*** Opening Dataset records ***

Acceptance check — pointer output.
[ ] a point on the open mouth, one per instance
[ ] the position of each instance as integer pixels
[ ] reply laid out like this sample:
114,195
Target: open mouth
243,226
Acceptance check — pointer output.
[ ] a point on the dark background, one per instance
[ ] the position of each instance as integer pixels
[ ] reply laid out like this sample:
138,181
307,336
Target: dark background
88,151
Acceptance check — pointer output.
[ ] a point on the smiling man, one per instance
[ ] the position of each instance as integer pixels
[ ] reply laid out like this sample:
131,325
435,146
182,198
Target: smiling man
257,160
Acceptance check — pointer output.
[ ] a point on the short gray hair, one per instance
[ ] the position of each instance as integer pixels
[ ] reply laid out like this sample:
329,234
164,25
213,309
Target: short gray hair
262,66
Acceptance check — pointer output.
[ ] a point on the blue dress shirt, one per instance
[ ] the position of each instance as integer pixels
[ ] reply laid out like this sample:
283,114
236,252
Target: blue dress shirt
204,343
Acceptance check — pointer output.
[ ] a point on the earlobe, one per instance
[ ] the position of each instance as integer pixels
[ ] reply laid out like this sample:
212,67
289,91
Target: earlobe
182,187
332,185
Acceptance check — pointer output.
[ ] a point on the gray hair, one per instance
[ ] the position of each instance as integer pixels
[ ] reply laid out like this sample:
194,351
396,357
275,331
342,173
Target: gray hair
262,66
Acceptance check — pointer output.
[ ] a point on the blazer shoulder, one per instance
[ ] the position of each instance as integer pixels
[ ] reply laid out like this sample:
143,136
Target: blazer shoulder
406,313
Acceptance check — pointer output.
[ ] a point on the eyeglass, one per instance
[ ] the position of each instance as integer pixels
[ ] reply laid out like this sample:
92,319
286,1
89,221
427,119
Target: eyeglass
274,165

*** Closing Dataset records ***

Exercise:
Could you restate the records above word for word?

Response for this exercise:
Acceptance check — pointer output.
[ ] a point on the open mouth, one per instance
[ ] the position of each instance as integer pixels
[ ] reply laid out like this sample:
114,195
Target: open mouth
243,226
Acceptance check — pointer output.
[ ] a point on the dark background, one per instance
[ ] the position of each instance as integer pixels
[ ] reply laid out like this sample:
138,181
307,336
Target: dark background
88,151
Acceptance check — pointer output.
[ ] a point on the smiling man, one per instance
[ ] the position of each instance as integer pixels
[ ] reply laid out like this sample:
131,325
435,146
182,198
Target: smiling man
257,160
Acceptance check — pointer output.
[ ] a point on the short gray hair, one per instance
[ ] the position of each instance as integer pixels
[ ] reply laid out like this sample:
329,234
164,25
213,309
Target: short gray hair
262,66
Acceptance check — pointer output.
[ ] a point on the blue dress shirt, one per instance
[ ] the position of each instance as integer pixels
[ ] reply laid out like this sample:
283,114
236,252
Target: blue dress shirt
204,343
Acceptance check — pointer output.
[ ] a point on the earlobe, one per instance
[ ] the position of each instance as integer pixels
[ ] reply laid out like this sample:
212,67
289,91
Target: earlobe
182,187
332,185
Acceptance check — pointer output.
[ ] a point on the gray hair, one per instance
[ ] the position of each instance as integer pixels
[ ] reply laid out like this sample:
194,351
396,357
275,331
342,173
Target: gray hair
262,66
Acceptance check — pointer output.
[ ] a point on the blazer shoulder, one per instance
[ ] the position of each instance as integer pixels
[ ] reply laid out like this sample:
143,136
Target: blazer shoulder
406,313
Acceptance check — pointer output.
[ ] a point on the eyeglass, one per instance
[ ] the position of each instance as integer pixels
[ ] reply laid out like this sample:
92,319
286,1
89,221
427,119
Target: eyeglass
274,165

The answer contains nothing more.